= Verilen metin =
━━━

Cumhuriyetin kurulmasıyla birlikte rahat nefes alan bölge insanı sıkı sıkıya sarıldıkları bu yeni sistemin, bir gün kendilerini kaderleriyle baş başa bırakacağını nereden bilebilirlerdi ki…

Yıl 1978.

O gün oradaydım.

Bir sabah erken saatlerde köyün girişinde iki kamyon belirmişti.

Birbirine bitişik evlerden oluşan köy evlerinin damlarına çıkan köylüler, uzakta görünen bu iki göç kamyonunun gelişini tedirginlik ve sessiz gözyaşları içinde izlemekteydi.

Çözülme başlamıştı.

Gelen kamyonlar; dilleri, kültürleri farklı olsa da aralarında husumet olmadan fakat ayrı ayrı köylerde dostça yaşayan iki etnik grup arasında uluslar arası plan gereği yaşanacak bölgesel demografik yapıdaki değişimin ön taşıyıcılarıydı.

Belli ki; 20 Temmuz 1974 Kıbrıs Barış Harekatı ile sabrı taşan batılı hakim güçler doğu ve güneydoğu kozlarını oynama kararı almışlardı.

Bu bölgelerde etnik ayrışımı tetikleyerek özellikle Kürt etnik grup üzerinden Türkiye’yi günümüzdeki boyuta taşıyan kaos ile baş başa bırakacaklarını ancak çok sonra anlayabilecektik.

1978 Yılında başlayan bu demografik hareketlenmenin akıllarda oluşturduğu soruya ülkedeki daha sonra yaşanacak siyasal gelişmeler aranan cevabı verecekti.

ABD’nin sevk ve idaresinde gerçekleştirilen 1980 askeri darbesi ile Türkiye’nin kaderi yeniden yazılacak, etnik ayrışımın yanı sıra din eksenli propagandalar ile Türk siyasi hayatı ulusal çıkarlara taban tabana zıt olacak gelişmelere gebe bırakılacaktı.

Darbecilere hazırlattıkları 1982 Anayasası ile ayrışımı körükleyecek, içinden çıkılamaz tartışmaların yaşanacağı atmosferi yaratabileceklerdi.

Öyle de oldu.

Kürtçeyi yasakladılar ve kart kurt uydurması ile Kürtleri yok saydılar. Din dersini zorunlu hale getirip üniversitelerde başörtüsünü yasakladılar.

Söz konusu grupların beklenen tepkisi gecikmedi!

Yok sayarak Kürtleri, zorunlu din dersi ile Alevileri ve yasaklarla da bireysel özgürlüğü kısıtlanan dindar toplumu harekete geçirdiler.

Artık hepsinin eline kullanabilecekleri güçlü propaganda malzemesi verilmişti.

Ayrışmanın bütün gerekleri tedavüldeydi!

━━━

= Verilen görev =
1978 göçünü ve ardından gelen ayrışmayı anlatan yukarıdaki metni, son cümlesinden sonrasını yazarak sürdürün.

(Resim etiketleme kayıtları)
━━━

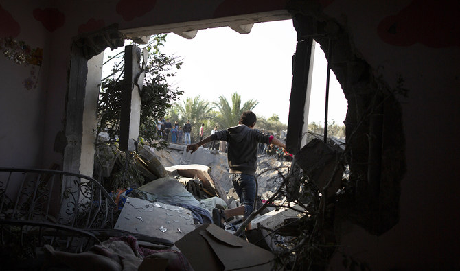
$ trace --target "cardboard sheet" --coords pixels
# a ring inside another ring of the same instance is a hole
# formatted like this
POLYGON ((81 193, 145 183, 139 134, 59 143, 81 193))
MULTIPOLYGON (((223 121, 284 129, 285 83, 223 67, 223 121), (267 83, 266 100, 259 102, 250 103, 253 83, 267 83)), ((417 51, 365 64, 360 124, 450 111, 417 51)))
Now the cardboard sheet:
POLYGON ((203 224, 176 241, 196 270, 269 270, 274 255, 217 226, 203 224))

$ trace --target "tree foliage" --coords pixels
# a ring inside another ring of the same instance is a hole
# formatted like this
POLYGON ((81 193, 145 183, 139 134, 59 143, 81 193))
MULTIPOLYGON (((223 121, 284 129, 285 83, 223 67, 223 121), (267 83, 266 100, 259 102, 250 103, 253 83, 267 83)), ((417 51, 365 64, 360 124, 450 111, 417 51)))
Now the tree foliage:
MULTIPOLYGON (((150 143, 159 139, 155 121, 166 114, 172 102, 183 93, 172 89, 166 82, 166 78, 174 75, 171 72, 172 67, 179 69, 182 62, 177 57, 160 52, 165 36, 165 34, 153 36, 146 45, 141 47, 147 49, 148 57, 146 63, 146 78, 139 93, 141 101, 139 137, 150 143)), ((119 135, 124 69, 124 61, 121 57, 124 56, 122 53, 111 59, 114 63, 112 73, 101 82, 97 106, 97 134, 106 132, 110 138, 108 142, 117 142, 119 135)), ((104 64, 108 64, 109 61, 104 64)))
MULTIPOLYGON (((168 84, 166 78, 174 76, 173 68, 179 69, 182 62, 176 56, 167 56, 160 52, 160 47, 165 42, 166 35, 153 36, 149 43, 141 49, 148 51, 145 63, 146 76, 142 90, 139 91, 141 98, 140 127, 139 140, 140 143, 161 148, 164 141, 157 141, 159 136, 157 132, 156 120, 163 117, 172 102, 182 94, 182 91, 172 89, 168 84)), ((123 75, 124 73, 124 50, 110 58, 104 64, 113 64, 111 73, 102 79, 97 104, 97 128, 95 163, 95 174, 107 189, 126 187, 129 183, 143 182, 135 159, 135 154, 122 152, 117 149, 119 136, 119 125, 122 110, 122 93, 123 75), (108 141, 100 141, 99 134, 105 132, 108 134, 108 141), (103 179, 104 171, 114 165, 110 178, 103 179)), ((109 190, 110 191, 110 190, 109 190)))
POLYGON ((256 100, 251 99, 241 106, 241 96, 236 92, 231 95, 231 106, 224 96, 220 96, 218 102, 214 102, 214 106, 220 113, 216 119, 220 127, 226 128, 236 126, 240 121, 241 113, 254 109, 259 104, 256 100))

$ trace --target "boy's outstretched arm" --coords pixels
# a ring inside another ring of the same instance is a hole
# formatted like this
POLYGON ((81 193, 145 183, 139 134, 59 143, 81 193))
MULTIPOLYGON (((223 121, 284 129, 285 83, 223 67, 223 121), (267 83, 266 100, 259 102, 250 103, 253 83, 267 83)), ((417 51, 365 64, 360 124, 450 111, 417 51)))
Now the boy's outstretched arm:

━━━

= Yazılı yanıt =
Darbe ile önü açılan din simsarları dini, Kürtleri temsil ettiğini söyleyen terör örgütü PKK ret ve inkâr politikasını, kendilerine dayatılan ve dışlandıklarını savunan Aleviler ise zorunlu din dersi ve kendilerinden esirgenen ibadethane sorununu propaganda malzemesi olarak kullanmaya başladılar.

Bir yandan PKK terörü ve onun uzantısı olan bir takım siyasi partiler, bir yandan Laik Cumhuriyetin temelini dinamitleyen ve mantar gibi çoğalan tarikatlar ülkeyi küresel güçlerin istediği kıvama getirmek için son sürat çalışmaya başladılar.

Aleviler ise tarihleri boyunca kendilerini en fazla güvende hissettikleri cumhuriyete daha sıkı sarılma refleksi ile faşizme karşı ortak tavır almaya başladılar. Dış planlayıcıların ülkemize dayattığı değişime karşı direnmeyi tercih ettiler.

Böylesi bir atmosferde yaşanan gelişmeleri incelediğimizde etnik ve inanç üzerinden propagandalarıyla bilinen ve popüler hale gelmiş siyasi partilerin 1980 askeri müdahalesinin birer eseri olduğunu net olarak görebilmekteyiz.

Günümüzde hangi köşe yazarını okusanız güncel tartışmaların içinde boğulduğunu, kör dövüşü içinde kendinden farklı düşünene laf yetiştirdiğini göreceksiniz.

Aydınlar ülke olarak yaşanan gerçeği kâr zarar hesabı yaparak, kendisine bir zeval gelip gelmeyeceğini hesap ederek ve düzene ters düşmeyecek dozda anlatma telaşında.

O gün köye gelen farklı etnik kökenden iki aile Kağızman’a bağlı Türkmen köyleri için sonun başlangıcı olmuştu.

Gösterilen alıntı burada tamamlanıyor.